■ RECORDED DATA:
/---
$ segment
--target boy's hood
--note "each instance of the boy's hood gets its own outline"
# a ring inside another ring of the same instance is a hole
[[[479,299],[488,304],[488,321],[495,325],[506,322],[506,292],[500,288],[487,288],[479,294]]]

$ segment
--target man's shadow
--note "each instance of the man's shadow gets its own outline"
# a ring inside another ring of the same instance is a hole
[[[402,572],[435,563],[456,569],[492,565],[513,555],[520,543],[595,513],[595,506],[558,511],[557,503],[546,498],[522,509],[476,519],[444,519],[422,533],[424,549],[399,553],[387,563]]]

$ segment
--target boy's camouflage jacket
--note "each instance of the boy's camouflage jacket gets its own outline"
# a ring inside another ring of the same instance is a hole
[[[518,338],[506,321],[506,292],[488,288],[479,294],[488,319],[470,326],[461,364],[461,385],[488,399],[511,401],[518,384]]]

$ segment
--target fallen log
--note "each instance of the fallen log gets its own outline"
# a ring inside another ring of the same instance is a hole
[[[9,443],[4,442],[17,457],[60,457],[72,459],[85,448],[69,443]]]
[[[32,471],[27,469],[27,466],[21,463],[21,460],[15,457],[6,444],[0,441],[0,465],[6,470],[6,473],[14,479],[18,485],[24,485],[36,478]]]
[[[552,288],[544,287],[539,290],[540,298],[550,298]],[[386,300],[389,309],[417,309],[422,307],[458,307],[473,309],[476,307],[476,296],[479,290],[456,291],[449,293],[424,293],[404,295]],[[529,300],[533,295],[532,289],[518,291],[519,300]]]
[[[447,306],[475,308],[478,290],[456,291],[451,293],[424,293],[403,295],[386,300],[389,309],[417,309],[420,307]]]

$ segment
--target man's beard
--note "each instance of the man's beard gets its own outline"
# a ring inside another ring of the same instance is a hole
\---
■ ACTION ITEM: Print all of the lines above so that each one matches its original exactly.

■ SOLUTION TO THE PROBLEM:
$ segment
--target boy's hood
--note "each instance of the boy's hood gets its own outline"
# a ring inside another ring of the same instance is a hole
[[[479,299],[488,304],[488,321],[495,325],[506,322],[506,292],[500,288],[487,288],[479,294]]]

$ segment
--target man's shadow
--note "each instance of the man's shadow gets its own outline"
# a ring inside another ring of the same instance is a hole
[[[402,572],[435,563],[456,569],[492,565],[513,555],[520,543],[595,513],[595,506],[558,511],[557,503],[546,498],[522,509],[476,519],[444,519],[422,533],[424,549],[399,553],[387,563]]]

$ segment
--target boy's camouflage jacket
--note "each instance of the boy's camouflage jacket gets its own outline"
# a ring inside another ring of the same instance is a hole
[[[518,338],[506,321],[506,292],[488,288],[479,294],[488,319],[470,326],[461,364],[461,385],[488,399],[511,401],[518,384]]]

$ segment
--target fallen log
--note "each instance of the fallen log gets its own outline"
# a ring inside another ring of the same instance is a hole
[[[9,443],[4,442],[17,457],[60,457],[72,459],[85,448],[69,443]]]
[[[32,471],[27,469],[27,466],[21,463],[21,460],[15,457],[6,444],[0,441],[0,465],[6,470],[6,473],[14,479],[18,485],[24,485],[36,478]]]
[[[552,288],[544,287],[539,290],[540,298],[550,298]],[[386,300],[389,309],[417,309],[422,307],[458,307],[473,309],[476,307],[476,296],[479,290],[456,291],[449,293],[424,293],[404,295]],[[529,300],[533,295],[532,289],[518,291],[519,300]]]
[[[447,306],[475,308],[478,290],[456,291],[451,293],[424,293],[403,295],[386,300],[389,309],[417,309],[420,307]]]

$ segment
--target man's beard
--note "each instance of the man's beard gets its own outline"
# a ring inside another ring of the same instance is a hole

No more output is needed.